PROVIDED INFORMATION:
- - - -

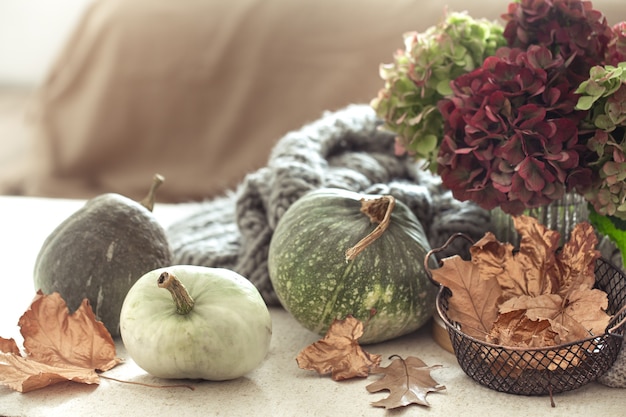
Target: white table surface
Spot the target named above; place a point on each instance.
(277, 388)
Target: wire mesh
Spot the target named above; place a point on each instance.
(547, 370)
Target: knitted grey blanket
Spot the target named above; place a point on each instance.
(343, 149)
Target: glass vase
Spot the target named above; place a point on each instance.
(560, 215)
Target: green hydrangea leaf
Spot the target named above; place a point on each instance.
(610, 226)
(585, 102)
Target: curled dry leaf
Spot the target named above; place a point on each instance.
(9, 346)
(59, 346)
(474, 300)
(339, 352)
(408, 381)
(537, 297)
(53, 336)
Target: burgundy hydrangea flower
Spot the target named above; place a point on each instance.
(571, 29)
(510, 134)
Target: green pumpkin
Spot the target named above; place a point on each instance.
(385, 285)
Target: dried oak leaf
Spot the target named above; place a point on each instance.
(578, 317)
(9, 346)
(24, 375)
(474, 300)
(576, 261)
(530, 271)
(60, 346)
(339, 352)
(408, 381)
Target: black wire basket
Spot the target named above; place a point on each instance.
(541, 371)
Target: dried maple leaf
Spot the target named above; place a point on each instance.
(577, 259)
(24, 375)
(579, 317)
(9, 346)
(474, 301)
(408, 381)
(60, 346)
(339, 352)
(53, 336)
(532, 270)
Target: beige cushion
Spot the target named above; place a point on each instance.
(200, 90)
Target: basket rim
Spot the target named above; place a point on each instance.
(450, 326)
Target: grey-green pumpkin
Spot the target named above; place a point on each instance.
(100, 251)
(384, 286)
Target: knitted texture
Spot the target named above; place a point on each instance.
(343, 149)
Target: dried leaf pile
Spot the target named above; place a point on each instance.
(536, 297)
(59, 346)
(340, 355)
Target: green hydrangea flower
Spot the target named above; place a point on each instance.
(604, 95)
(420, 76)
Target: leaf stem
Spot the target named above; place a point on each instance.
(379, 211)
(182, 299)
(148, 200)
(148, 385)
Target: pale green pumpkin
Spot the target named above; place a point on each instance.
(214, 326)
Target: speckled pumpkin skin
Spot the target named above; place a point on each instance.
(313, 281)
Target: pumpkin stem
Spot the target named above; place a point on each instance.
(379, 211)
(148, 201)
(184, 302)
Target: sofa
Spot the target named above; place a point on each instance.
(201, 90)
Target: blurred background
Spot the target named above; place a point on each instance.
(98, 95)
(31, 34)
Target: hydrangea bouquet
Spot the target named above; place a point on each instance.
(518, 115)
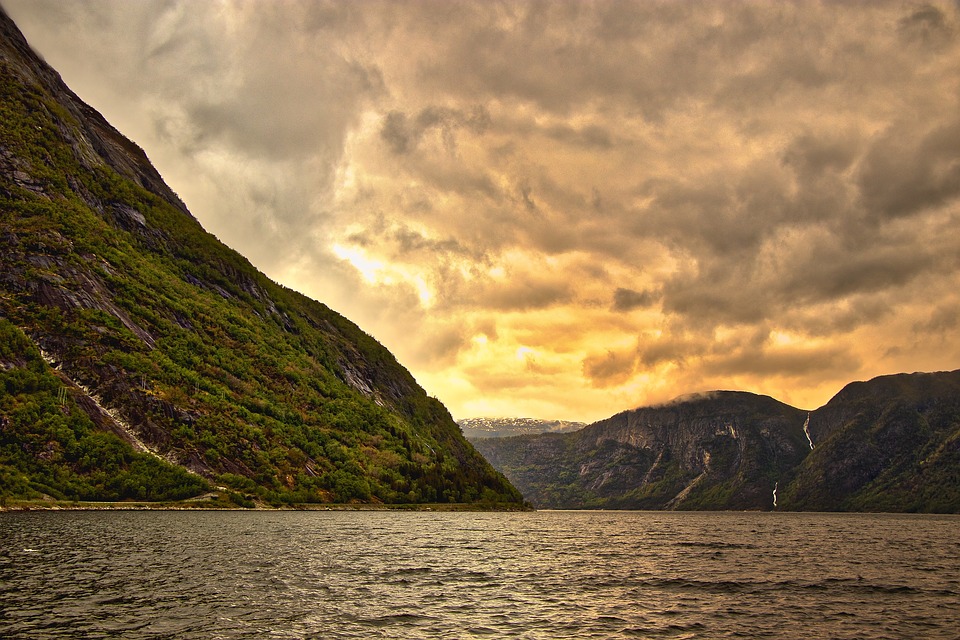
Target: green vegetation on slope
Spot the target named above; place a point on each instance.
(48, 445)
(201, 356)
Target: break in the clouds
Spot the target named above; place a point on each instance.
(565, 209)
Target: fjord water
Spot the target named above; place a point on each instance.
(370, 574)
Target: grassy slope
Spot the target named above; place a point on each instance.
(213, 365)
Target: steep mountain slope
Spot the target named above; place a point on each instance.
(503, 427)
(128, 327)
(890, 444)
(720, 450)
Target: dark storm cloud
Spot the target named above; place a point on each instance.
(744, 192)
(627, 299)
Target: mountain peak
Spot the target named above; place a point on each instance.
(143, 342)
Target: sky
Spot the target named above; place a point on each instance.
(563, 209)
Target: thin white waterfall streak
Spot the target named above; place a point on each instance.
(806, 431)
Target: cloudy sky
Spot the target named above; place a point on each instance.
(565, 209)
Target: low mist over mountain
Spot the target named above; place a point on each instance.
(503, 427)
(890, 444)
(141, 358)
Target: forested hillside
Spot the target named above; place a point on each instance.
(142, 358)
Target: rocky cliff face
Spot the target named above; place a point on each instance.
(890, 444)
(146, 327)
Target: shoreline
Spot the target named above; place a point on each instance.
(21, 506)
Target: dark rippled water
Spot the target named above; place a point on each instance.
(463, 575)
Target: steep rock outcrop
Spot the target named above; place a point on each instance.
(888, 444)
(158, 333)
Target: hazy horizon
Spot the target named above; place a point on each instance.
(563, 210)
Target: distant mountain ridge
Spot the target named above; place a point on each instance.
(503, 427)
(888, 444)
(140, 358)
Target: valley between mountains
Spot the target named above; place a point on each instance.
(143, 360)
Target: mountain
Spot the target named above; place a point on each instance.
(889, 444)
(141, 358)
(474, 428)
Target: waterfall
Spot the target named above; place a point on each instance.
(806, 431)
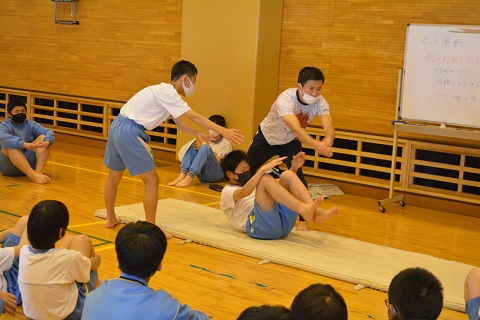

- - - -

PROBLEM DESCRIPTION: What the answer needs is every line from the data above with "dried" in it.

ANSWER TO THIS PROBLEM:
Target: dried oak leaf
Target: dried maple leaf
Target: dried leaf pile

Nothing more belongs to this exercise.